> _EXTRACTED INFORMATION_
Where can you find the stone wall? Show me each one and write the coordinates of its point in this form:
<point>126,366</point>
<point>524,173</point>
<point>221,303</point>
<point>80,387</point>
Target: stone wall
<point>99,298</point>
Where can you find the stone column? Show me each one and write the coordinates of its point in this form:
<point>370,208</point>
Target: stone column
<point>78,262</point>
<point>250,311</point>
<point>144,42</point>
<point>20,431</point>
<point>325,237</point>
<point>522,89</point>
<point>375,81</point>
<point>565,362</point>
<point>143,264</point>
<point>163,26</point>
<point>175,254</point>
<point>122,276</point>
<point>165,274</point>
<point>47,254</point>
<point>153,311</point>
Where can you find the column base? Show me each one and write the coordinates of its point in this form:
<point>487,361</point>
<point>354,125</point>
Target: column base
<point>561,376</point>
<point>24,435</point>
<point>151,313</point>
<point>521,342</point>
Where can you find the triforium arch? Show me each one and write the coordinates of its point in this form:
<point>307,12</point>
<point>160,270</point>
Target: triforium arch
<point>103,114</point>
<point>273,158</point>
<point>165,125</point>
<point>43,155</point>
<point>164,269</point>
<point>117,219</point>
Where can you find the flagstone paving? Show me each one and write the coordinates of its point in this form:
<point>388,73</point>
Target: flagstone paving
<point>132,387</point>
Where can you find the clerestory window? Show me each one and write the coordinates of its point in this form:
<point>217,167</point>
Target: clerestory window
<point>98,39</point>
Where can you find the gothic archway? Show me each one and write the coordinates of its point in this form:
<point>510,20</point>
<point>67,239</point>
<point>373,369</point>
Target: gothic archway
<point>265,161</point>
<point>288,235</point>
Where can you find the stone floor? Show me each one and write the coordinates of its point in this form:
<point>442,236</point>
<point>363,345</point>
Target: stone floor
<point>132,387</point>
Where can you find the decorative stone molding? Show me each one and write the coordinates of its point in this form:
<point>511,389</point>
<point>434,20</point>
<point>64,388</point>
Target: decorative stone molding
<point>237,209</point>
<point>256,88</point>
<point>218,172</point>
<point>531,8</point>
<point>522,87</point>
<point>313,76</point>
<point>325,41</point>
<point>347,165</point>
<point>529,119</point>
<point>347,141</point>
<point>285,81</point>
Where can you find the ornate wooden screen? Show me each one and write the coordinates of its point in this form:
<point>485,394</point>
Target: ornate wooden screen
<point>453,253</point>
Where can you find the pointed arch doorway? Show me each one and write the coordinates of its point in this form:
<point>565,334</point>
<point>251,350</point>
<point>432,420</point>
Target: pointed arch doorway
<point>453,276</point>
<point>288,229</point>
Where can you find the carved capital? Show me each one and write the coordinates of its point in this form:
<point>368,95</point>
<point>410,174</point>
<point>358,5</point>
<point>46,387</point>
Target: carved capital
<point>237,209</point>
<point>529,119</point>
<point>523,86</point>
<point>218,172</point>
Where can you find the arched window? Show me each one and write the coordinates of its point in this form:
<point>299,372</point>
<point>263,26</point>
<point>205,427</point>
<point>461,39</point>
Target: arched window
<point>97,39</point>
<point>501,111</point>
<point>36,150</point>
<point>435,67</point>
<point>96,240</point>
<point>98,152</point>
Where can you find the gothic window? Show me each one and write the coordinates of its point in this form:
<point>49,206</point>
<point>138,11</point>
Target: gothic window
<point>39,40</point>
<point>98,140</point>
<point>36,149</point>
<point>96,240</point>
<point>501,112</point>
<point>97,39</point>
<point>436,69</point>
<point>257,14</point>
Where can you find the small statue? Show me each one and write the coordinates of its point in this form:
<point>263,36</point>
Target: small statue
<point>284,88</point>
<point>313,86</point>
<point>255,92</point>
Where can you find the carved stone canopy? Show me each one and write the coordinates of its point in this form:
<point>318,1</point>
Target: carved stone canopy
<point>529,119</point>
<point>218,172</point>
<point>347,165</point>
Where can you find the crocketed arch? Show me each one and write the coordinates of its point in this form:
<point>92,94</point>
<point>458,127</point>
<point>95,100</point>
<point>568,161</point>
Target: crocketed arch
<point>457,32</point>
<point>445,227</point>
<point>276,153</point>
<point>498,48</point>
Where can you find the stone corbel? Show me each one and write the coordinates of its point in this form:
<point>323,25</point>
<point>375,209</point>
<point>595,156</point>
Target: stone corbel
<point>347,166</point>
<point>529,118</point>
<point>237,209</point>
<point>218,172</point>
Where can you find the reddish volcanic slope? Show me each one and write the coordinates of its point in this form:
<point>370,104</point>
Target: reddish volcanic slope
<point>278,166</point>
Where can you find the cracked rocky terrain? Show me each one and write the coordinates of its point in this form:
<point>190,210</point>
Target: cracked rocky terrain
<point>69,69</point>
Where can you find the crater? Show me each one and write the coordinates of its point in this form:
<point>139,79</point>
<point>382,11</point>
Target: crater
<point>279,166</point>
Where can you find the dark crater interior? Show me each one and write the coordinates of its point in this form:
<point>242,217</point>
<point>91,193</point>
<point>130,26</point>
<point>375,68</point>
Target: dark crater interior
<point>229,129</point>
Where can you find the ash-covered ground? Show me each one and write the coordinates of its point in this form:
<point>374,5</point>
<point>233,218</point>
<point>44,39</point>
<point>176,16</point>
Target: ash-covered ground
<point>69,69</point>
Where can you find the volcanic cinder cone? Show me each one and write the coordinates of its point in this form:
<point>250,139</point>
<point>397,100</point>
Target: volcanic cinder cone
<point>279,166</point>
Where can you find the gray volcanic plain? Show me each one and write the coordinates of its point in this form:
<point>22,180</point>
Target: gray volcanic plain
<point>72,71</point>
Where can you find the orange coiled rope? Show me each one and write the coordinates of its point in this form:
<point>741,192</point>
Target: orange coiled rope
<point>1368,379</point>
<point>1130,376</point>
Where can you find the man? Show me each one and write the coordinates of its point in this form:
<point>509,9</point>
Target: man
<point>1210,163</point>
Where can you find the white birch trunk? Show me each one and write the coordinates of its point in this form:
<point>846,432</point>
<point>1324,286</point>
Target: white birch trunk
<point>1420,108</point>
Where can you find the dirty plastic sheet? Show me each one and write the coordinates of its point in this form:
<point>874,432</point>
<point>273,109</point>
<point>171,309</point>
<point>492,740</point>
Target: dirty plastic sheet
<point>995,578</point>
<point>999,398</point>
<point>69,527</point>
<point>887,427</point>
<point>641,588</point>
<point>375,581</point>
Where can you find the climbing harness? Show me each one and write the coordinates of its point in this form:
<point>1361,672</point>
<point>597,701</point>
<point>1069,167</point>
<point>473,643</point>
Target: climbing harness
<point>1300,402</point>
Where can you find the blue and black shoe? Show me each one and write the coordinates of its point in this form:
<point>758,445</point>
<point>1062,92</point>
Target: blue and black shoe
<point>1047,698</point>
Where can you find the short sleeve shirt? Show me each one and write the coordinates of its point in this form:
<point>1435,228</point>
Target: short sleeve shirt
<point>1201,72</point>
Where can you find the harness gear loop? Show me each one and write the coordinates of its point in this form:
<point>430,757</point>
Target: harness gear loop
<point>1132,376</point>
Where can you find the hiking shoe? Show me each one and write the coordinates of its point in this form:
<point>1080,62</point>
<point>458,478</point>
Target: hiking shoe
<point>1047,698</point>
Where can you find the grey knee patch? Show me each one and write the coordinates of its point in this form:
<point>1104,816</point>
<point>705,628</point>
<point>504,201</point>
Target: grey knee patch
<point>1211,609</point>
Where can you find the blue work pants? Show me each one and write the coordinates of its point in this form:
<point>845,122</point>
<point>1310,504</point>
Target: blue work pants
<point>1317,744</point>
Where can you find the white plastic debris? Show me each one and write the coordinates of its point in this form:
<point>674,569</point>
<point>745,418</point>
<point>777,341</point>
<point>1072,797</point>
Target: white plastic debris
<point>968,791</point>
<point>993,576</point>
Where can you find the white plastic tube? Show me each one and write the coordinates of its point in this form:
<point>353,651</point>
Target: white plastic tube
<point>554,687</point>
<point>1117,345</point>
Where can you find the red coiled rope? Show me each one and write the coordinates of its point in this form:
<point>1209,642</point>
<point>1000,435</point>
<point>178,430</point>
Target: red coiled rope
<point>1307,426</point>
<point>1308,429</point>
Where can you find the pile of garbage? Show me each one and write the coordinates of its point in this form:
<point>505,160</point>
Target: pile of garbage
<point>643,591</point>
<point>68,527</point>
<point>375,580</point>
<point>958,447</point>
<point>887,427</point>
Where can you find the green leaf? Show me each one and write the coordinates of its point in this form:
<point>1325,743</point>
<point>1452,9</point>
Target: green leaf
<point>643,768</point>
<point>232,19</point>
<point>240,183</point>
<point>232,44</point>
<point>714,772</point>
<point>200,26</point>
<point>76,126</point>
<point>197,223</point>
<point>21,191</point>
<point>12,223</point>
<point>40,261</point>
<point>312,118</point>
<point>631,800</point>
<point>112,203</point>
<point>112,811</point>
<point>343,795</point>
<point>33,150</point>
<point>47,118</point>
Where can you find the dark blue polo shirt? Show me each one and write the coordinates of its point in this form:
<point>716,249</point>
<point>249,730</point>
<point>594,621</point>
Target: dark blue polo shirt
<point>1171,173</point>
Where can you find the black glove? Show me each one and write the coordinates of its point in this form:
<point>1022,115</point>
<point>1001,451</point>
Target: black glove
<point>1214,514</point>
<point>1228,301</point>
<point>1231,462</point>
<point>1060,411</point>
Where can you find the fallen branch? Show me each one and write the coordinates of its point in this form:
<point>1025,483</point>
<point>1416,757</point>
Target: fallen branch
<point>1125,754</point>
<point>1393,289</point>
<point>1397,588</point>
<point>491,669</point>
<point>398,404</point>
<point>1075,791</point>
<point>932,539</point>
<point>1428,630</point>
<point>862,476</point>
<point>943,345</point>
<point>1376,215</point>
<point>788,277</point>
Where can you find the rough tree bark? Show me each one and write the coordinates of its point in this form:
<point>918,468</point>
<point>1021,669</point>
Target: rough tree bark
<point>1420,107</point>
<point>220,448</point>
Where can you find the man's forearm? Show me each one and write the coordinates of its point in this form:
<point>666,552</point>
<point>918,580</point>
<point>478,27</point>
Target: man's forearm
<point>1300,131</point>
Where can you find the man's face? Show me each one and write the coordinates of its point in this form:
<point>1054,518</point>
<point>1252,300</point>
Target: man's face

> _WORK REQUEST_
From the opening line of the data above through the line holding "<point>487,361</point>", give every line again exactly as it stands.

> _TASK OUTPUT_
Where can you find the stone wall? Show me each one and write the coordinates of its point in this form:
<point>126,366</point>
<point>524,173</point>
<point>221,303</point>
<point>80,387</point>
Target: stone wall
<point>99,298</point>
Where can you find the stone column? Show me each one and write the coordinates of its point in this form:
<point>370,208</point>
Target: stone column
<point>78,262</point>
<point>250,311</point>
<point>144,42</point>
<point>20,431</point>
<point>325,237</point>
<point>522,89</point>
<point>375,81</point>
<point>565,362</point>
<point>143,264</point>
<point>163,26</point>
<point>175,254</point>
<point>122,276</point>
<point>165,274</point>
<point>47,254</point>
<point>153,311</point>
Where can you find the column base? Show me each one and write the coordinates of its point in this form:
<point>487,361</point>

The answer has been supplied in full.